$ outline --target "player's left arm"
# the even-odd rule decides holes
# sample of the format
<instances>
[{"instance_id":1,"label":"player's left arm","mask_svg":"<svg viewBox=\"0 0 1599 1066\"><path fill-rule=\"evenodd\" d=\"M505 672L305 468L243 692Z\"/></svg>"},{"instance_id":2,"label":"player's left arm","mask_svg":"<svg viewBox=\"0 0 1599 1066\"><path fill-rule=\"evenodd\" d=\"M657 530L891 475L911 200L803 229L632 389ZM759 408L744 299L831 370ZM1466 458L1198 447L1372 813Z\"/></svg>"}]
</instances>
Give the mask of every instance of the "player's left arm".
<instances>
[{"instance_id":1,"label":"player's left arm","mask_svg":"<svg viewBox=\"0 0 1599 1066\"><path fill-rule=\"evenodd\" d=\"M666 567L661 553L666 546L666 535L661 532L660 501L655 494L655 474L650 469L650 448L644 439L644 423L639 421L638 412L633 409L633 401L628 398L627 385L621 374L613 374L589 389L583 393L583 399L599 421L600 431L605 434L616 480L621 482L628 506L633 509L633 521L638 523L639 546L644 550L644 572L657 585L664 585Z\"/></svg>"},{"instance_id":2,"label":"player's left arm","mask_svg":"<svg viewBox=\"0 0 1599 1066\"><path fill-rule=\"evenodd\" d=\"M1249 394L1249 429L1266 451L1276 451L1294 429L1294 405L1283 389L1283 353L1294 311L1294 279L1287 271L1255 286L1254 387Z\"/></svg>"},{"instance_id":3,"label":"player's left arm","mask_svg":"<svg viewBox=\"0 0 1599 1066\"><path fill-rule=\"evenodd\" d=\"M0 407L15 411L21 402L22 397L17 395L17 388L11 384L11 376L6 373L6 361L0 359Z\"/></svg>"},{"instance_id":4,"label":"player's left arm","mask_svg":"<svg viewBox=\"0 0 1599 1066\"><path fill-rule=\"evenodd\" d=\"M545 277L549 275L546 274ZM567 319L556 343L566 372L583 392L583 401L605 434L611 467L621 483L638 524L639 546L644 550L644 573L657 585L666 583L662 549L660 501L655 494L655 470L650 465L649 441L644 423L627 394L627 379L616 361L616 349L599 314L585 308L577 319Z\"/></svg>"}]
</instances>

▸ **Activity**
Exactly as they appear above, write out all of the lines.

▸ **Completed task**
$ outline --target "player's left arm"
# the even-odd rule decides holes
# sample of the format
<instances>
[{"instance_id":1,"label":"player's left arm","mask_svg":"<svg viewBox=\"0 0 1599 1066\"><path fill-rule=\"evenodd\" d=\"M505 672L305 468L243 692Z\"/></svg>"},{"instance_id":2,"label":"player's left arm","mask_svg":"<svg viewBox=\"0 0 1599 1066\"><path fill-rule=\"evenodd\" d=\"M657 530L891 475L911 200L803 229L632 389ZM759 408L744 299L831 370ZM1466 458L1198 447L1372 813Z\"/></svg>"}]
</instances>
Give the mask of every instance of the "player's left arm".
<instances>
[{"instance_id":1,"label":"player's left arm","mask_svg":"<svg viewBox=\"0 0 1599 1066\"><path fill-rule=\"evenodd\" d=\"M666 567L661 553L666 546L666 535L661 532L660 501L655 494L655 474L650 469L650 448L644 439L644 423L639 421L638 412L633 409L633 401L628 398L627 385L621 374L613 374L589 389L583 393L583 399L599 421L600 431L605 434L616 480L621 482L628 506L633 509L633 521L638 523L639 546L644 550L644 572L657 585L664 585Z\"/></svg>"},{"instance_id":2,"label":"player's left arm","mask_svg":"<svg viewBox=\"0 0 1599 1066\"><path fill-rule=\"evenodd\" d=\"M1249 394L1249 429L1266 451L1276 451L1294 429L1294 405L1283 389L1283 353L1294 311L1294 279L1287 271L1255 286L1254 387Z\"/></svg>"},{"instance_id":3,"label":"player's left arm","mask_svg":"<svg viewBox=\"0 0 1599 1066\"><path fill-rule=\"evenodd\" d=\"M0 407L15 411L21 402L22 397L17 395L17 388L11 384L11 376L6 373L6 361L0 359Z\"/></svg>"},{"instance_id":4,"label":"player's left arm","mask_svg":"<svg viewBox=\"0 0 1599 1066\"><path fill-rule=\"evenodd\" d=\"M545 277L549 275L546 274ZM567 319L556 343L566 372L583 392L583 401L605 434L611 467L621 483L638 524L639 546L644 550L644 573L657 585L666 583L662 549L660 501L655 494L655 470L650 465L649 441L644 423L627 394L627 379L616 361L616 349L599 314L585 308L577 319Z\"/></svg>"}]
</instances>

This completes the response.